# [Directions]
Write out every line of the material as it stands, apart from the pictures.
+---+
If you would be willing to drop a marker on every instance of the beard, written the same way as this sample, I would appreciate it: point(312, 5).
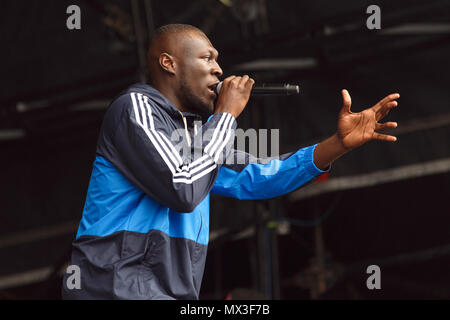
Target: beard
point(192, 102)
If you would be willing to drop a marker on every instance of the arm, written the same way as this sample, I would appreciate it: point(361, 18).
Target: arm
point(260, 179)
point(247, 177)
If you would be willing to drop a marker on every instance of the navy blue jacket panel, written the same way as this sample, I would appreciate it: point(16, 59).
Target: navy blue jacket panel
point(145, 225)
+---+
# [Your response]
If you would be willing to drop a marker on every instance of the beard, written the same way as this sample, I would appreciate it: point(312, 5).
Target: beard
point(192, 102)
If you would be willing to drop a marker on every instance of the arm, written the same way as this sample, I would appreciate it: point(361, 18).
Target: arm
point(260, 179)
point(247, 177)
If you would be willing to drop a marker on every instance of the navy blue jacket panel, written the same way as this sample, I would appreciate it: point(16, 59).
Target: navy blue jacket panel
point(145, 225)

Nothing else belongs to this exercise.